**Your task**: Within the listing, each line that has the string "instance" should be copied.

-----

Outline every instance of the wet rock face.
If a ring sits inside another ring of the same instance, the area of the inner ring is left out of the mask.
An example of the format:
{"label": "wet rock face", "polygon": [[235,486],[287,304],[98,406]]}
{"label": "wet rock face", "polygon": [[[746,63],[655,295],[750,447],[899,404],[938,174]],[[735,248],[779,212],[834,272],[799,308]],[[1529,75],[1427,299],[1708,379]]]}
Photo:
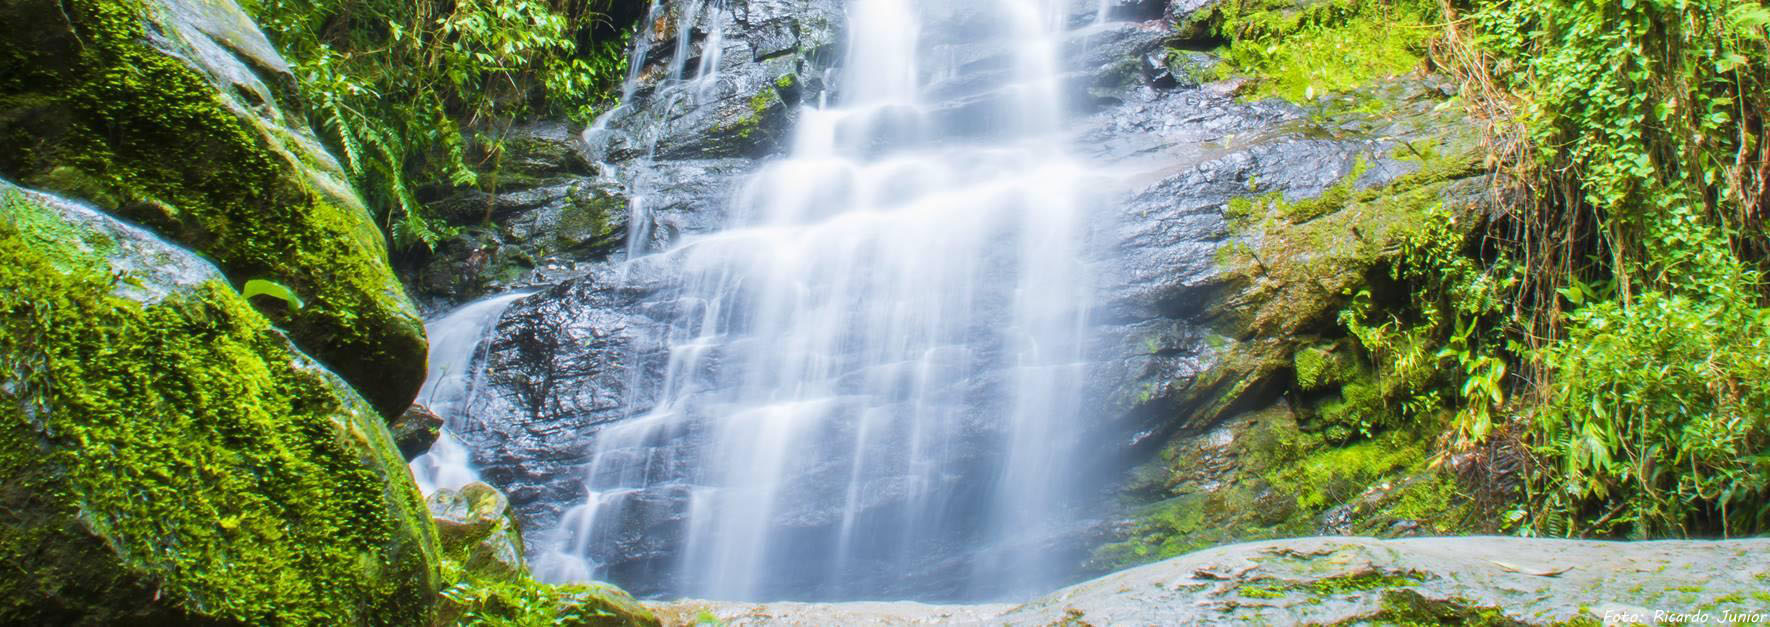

-----

**Response below**:
Outline every instance of the wet rock face.
If a ring sits inside another ring of the same instance, the area of the inner ring is left out of the mask.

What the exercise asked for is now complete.